What this task involves
In the entries below, every line with the string "player" is to be reported.

Source data
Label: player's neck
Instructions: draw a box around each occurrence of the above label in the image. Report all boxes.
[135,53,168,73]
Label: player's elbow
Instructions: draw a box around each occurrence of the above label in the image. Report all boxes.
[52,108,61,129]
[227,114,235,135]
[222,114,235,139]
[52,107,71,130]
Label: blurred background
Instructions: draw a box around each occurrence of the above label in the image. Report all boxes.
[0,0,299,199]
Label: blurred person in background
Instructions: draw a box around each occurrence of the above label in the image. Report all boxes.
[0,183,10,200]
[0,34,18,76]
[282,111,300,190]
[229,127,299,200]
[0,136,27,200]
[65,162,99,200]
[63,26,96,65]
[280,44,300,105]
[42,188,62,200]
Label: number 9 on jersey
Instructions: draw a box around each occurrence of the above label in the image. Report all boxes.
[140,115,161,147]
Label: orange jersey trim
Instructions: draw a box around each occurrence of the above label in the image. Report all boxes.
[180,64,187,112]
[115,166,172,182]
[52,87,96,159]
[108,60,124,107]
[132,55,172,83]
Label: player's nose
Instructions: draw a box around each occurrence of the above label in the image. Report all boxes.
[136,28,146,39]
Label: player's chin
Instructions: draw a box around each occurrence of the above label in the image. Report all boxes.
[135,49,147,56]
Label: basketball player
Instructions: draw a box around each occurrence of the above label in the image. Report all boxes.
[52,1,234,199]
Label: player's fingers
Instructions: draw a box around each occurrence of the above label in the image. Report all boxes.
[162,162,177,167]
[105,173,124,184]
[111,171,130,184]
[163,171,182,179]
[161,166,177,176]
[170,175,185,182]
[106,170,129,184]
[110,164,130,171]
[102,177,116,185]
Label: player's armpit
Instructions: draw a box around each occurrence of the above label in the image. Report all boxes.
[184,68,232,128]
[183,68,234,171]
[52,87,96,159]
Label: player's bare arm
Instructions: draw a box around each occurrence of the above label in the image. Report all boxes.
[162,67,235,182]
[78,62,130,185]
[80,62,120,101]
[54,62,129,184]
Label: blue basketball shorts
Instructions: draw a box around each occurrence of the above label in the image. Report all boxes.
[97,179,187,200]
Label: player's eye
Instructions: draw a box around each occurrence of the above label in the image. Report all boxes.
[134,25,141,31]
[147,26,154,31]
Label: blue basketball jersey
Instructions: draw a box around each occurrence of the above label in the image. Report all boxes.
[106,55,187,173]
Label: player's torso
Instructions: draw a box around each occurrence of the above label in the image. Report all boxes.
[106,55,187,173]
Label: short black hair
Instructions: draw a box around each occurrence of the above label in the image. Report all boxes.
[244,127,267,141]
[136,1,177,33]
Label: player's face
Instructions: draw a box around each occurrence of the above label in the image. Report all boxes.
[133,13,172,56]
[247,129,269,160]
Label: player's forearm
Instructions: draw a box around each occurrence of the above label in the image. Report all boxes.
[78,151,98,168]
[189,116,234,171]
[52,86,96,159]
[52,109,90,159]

Output of the exercise
Label: player's neck
Label: player's elbow
Label: player's nose
Label: player's chin
Label: basketball player
Label: player's fingers
Label: player's armpit
Label: player's bare arm
Label: player's eye
Label: player's torso
Label: player's face
Label: player's forearm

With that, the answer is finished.